En la primera y segunda página de la novela, el narrador sube una escalera en La Habana, recién llegado del pueblo: “No sólo era mi acceso a esa institución de La Habana pobre, el solar (...), sino que supe que había comenzado lo que sería para mí una educación” (pág. 12).
En la página 14 se nos dan a conocer las intenciones narrativas del libro: “Pero no es de la vida negativa que quiero escribir (aunque introducirá su metafísica en mi felicidad más de una vez), sino de la poca vida positiva que contuvieron esos años de mi adolescencia, comenzada con el ascenso de una escalera de mármol impoluto, de arquitectura en voluta y baranda barroca”. Como vamos a comprobar, no sólo la escalera de mármol era de arquitectura en voluta y baranda barroca, también lo va a ser el estilo narrativo. Un estilo que siempre juega con el lenguaje, que recrea palabras que el adolescente descubre en La Habana y que no existían en el pueblo del que viene, como si el comienzo de su educación en la capital empezara con la adquisición de un nuevo lenguaje para describir una nueva realidad. El lenguaje en muchos casos es creado por el autor cambiando una letra, o unas pocas letras, de una palabra para significar otra cosa por asociación, o se usan palabras que suenan de forma parecida. Entre los juegos de palabras he señalado, por ejemplo, estos: “Camarada sin cama” (pág. 23); “columnas, más toscas que toscanas” (pág. 27); mi pene y yo –socio sucio–” (pág. 47). Las aliteraciones también son frecuentes (“le dio un vuelvo veraz a su voz”, por ejemplo), y las paradojas: “No sé cómo mi timidez se atrevía a tanto: creo que de no haber sido tan tímido no habría sido así de atrevido” (pág. 180).
Además de la exuberancia del lenguaje recordado o inventado, es destacable también el sentido del humor. Más de una vez me he encontrado riendo ante un juego de palabras; y en este sentido el libro es profundamente literario, ya que no nos reímos de las situaciones propuestas, de las interacciones cómicas entre los personajes (aunque esto también abunda en la novela), de lo que podría ser con facilidad transferible a una pantalla de cine, sino de la forma en la que la escena está creada, de la forma de expresarlo, de lo que sólo pueden crear las palabras como arte independiente del cine. En este sentido, en lo irónico y en lo ingenioso de la frase, podríamos hablar de la de Cabrera Infante como de una literatura cervantina. Y esto no deja de ser curioso si conocemos las pasión del autor por el cine: serán muchos los cines que visite el narrador en estas páginas, y su primer trabajo estable será (igual que ocurrió con el autor) el de crítico de cine en una revista. “Mi amor fugaz por las mujeres se alió a mi pasión eterna, el cine” (pág. 126).

▶ [Datos registrados]
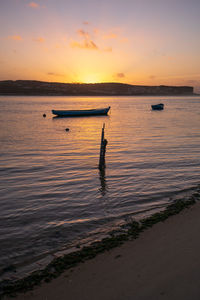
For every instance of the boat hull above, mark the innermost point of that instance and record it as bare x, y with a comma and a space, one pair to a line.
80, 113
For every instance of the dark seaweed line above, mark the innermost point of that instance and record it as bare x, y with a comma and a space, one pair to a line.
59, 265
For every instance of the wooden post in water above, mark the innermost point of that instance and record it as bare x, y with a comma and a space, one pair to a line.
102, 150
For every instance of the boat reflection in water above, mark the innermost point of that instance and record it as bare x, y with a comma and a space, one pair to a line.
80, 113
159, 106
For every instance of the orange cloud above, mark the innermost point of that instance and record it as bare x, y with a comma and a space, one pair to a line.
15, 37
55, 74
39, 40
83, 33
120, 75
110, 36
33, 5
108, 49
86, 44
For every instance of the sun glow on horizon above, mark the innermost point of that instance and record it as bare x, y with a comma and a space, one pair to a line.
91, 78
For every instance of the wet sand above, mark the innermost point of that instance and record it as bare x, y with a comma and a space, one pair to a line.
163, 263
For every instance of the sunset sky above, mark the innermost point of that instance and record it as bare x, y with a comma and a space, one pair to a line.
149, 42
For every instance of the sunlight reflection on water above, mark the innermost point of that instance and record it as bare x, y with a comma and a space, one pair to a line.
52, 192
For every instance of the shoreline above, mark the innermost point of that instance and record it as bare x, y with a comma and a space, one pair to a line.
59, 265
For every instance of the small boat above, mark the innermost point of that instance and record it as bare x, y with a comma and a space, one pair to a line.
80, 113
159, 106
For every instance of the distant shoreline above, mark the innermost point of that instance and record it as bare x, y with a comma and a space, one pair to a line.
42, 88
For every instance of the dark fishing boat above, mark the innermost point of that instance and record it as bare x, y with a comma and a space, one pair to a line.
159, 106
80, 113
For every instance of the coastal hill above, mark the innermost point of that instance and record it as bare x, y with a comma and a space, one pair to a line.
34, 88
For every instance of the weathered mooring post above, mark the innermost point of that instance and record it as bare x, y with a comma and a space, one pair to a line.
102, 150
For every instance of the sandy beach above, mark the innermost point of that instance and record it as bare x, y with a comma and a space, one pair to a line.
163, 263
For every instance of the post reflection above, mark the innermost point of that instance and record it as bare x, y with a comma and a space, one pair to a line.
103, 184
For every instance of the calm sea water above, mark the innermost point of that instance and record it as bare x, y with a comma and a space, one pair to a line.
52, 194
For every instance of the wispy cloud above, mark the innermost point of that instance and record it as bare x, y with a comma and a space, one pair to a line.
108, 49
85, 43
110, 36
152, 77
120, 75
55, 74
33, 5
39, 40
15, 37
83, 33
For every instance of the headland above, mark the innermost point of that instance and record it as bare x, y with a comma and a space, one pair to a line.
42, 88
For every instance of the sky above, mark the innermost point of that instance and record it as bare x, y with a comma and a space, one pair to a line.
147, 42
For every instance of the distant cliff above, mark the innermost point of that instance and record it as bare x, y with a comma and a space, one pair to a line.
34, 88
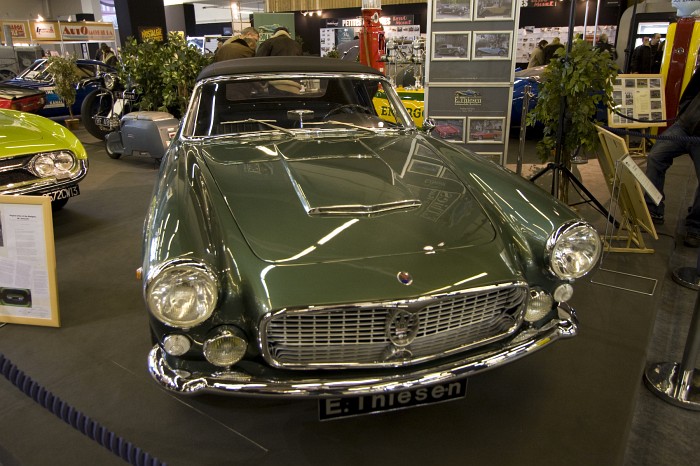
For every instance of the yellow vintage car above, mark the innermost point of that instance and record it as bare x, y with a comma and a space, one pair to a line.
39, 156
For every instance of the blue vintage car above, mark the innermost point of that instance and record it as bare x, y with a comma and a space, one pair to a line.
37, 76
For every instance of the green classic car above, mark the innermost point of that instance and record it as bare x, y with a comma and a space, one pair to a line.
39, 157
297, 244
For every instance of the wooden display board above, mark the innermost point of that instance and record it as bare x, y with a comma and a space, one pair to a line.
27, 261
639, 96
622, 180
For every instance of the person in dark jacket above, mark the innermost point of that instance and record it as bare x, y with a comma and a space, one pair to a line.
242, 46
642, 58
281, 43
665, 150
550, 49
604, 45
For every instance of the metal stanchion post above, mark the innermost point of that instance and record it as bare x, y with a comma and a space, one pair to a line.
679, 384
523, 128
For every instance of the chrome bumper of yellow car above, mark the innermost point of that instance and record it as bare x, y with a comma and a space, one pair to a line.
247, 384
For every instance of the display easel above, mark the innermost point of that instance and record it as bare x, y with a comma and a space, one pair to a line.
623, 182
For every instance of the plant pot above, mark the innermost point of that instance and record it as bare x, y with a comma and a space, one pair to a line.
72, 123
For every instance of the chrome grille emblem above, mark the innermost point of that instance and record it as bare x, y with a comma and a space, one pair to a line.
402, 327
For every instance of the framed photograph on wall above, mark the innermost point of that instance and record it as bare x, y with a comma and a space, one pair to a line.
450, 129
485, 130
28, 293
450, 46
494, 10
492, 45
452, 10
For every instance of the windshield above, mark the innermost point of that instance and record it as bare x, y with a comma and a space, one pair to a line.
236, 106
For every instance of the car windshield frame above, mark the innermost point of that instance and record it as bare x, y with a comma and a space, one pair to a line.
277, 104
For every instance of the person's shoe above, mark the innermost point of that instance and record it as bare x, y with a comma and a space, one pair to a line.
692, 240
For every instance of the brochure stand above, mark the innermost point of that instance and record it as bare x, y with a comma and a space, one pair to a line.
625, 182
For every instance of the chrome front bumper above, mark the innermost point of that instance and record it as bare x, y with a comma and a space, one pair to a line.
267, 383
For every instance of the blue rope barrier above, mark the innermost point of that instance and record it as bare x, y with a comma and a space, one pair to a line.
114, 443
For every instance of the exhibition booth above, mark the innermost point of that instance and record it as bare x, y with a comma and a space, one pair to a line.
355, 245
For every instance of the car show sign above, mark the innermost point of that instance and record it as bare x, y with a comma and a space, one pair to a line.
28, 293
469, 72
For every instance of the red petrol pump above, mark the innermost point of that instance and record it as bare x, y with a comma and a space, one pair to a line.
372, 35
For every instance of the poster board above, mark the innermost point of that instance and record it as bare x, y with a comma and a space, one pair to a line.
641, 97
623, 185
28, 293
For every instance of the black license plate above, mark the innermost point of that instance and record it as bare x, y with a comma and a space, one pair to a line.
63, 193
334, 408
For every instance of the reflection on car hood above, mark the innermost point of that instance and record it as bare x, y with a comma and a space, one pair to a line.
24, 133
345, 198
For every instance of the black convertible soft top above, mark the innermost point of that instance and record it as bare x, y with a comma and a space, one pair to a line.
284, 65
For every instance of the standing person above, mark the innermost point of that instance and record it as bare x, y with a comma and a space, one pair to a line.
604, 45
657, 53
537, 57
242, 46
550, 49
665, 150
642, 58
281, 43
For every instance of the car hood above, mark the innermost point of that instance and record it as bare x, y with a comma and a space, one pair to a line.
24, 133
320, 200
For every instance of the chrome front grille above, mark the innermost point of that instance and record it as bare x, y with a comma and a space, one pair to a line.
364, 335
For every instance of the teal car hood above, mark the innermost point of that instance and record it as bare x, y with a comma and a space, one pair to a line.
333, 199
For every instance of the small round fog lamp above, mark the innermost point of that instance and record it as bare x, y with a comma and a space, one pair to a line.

▶ [Objetivo] Según la reseña de la novela, ¿cuál será el primer trabajo estable del narrador? Los registros no cumplen ninguna función aquí.

▶ [Respuesta escrita] El de crítico de cine en una revista.